--- Written instruction 1 ---
Locate every line in the entries below that contains the word "wooden", and copy each of those lines.

>> begin Page text

As Holmes would say, "You see but you do not observe". Having the whole screen in front of your eyes does not mean you consciously absorb all that is happening. Your eyes will pick something to focus on and other things will be excluded.

You know the intention the author had while writing each word? You were there during the development of how the entire game fits together, every 1 and 0?
Intention/development are irrelevant. You're offering your opinion on what is there, not what was meant to be there.
You claim that the ends justify the means?
I disagree. The intention and development of anything are part of the whole. Without knowing those you cannot know the whole.

If you haven't seen the watched the full 100 minutes of a 100 minute movie, you can't rightfully comment on the whole 100 minute film.
If you walked out after the first 10 minutes, you can only offer your thoughts on the first 10 minutes.

>> end Page text

--- Written instruction 2 ---
Transcribe the passage of the discussion above from "As Holmes would" to "100 minute film.".

>> begin Exercise inputs

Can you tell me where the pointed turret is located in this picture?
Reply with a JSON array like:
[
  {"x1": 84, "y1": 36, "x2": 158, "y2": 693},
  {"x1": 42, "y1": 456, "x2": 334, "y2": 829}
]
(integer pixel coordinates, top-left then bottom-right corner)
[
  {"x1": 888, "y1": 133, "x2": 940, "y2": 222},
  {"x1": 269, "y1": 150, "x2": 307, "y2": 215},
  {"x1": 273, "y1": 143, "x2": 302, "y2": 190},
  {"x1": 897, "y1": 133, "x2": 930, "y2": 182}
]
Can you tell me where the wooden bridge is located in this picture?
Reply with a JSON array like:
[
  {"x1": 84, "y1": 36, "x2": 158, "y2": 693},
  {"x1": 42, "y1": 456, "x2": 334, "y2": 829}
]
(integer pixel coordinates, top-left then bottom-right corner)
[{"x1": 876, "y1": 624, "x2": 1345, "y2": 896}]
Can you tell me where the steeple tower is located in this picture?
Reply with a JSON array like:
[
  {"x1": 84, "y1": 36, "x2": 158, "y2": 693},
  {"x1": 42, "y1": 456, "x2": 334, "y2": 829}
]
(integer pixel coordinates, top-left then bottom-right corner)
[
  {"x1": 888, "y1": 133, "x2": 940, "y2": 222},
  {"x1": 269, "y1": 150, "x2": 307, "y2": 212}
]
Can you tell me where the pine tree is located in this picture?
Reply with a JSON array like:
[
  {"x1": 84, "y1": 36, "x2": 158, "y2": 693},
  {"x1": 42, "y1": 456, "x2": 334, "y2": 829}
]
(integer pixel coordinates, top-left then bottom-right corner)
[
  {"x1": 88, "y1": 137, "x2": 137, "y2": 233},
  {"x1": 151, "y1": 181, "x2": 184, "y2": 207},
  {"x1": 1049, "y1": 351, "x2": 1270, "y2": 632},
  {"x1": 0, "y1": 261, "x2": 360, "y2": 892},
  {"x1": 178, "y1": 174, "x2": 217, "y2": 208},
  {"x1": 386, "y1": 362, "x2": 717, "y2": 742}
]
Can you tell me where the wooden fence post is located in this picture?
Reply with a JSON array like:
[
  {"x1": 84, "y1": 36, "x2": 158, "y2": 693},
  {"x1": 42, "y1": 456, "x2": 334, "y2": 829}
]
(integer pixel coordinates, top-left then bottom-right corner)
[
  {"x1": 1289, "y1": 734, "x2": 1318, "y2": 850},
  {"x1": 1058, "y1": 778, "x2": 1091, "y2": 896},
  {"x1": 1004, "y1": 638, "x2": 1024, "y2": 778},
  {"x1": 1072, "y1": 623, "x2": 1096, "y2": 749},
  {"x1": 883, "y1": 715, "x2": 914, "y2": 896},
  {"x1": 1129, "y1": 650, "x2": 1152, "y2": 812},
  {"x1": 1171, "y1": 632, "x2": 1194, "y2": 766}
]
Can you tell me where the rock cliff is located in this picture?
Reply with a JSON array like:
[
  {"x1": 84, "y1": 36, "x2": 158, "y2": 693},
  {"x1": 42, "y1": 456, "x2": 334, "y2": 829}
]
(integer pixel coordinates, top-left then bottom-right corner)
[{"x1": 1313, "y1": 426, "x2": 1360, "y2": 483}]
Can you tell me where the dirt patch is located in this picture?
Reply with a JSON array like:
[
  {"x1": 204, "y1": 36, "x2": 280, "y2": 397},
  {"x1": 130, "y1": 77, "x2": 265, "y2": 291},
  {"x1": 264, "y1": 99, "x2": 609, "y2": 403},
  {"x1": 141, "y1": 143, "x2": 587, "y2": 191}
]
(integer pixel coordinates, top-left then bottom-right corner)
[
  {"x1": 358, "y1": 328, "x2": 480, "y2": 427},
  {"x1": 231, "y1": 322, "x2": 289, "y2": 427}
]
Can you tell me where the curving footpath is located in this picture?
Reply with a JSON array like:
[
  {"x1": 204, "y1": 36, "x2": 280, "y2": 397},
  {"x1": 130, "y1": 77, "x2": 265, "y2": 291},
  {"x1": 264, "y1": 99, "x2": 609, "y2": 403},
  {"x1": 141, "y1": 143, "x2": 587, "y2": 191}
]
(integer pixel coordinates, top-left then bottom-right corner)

>> end Exercise inputs

--- Written reply 1 ---
Can you tell me where the wooden bridge is located in this picture?
Can you tell me where the wooden fence post is located in this picture?

--- Written reply 2 ---
As Holmes would say, "You see but you do not observe". Having the whole screen in front of your eyes does not mean you consciously absorb all that is happening. Your eyes will pick something to focus on and other things will be excluded.

You know the intention the author had while writing each word? You were there during the development of how the entire game fits together, every 1 and 0?
Intention/development are irrelevant. You're offering your opinion on what is there, not what was meant to be there.
You claim that the ends justify the means?
I disagree. The intention and development of anything are part of the whole. Without knowing those you cannot know the whole.

If you haven't seen the watched the full 100 minutes of a 100 minute movie, you can't rightfully comment on the whole 100 minute film.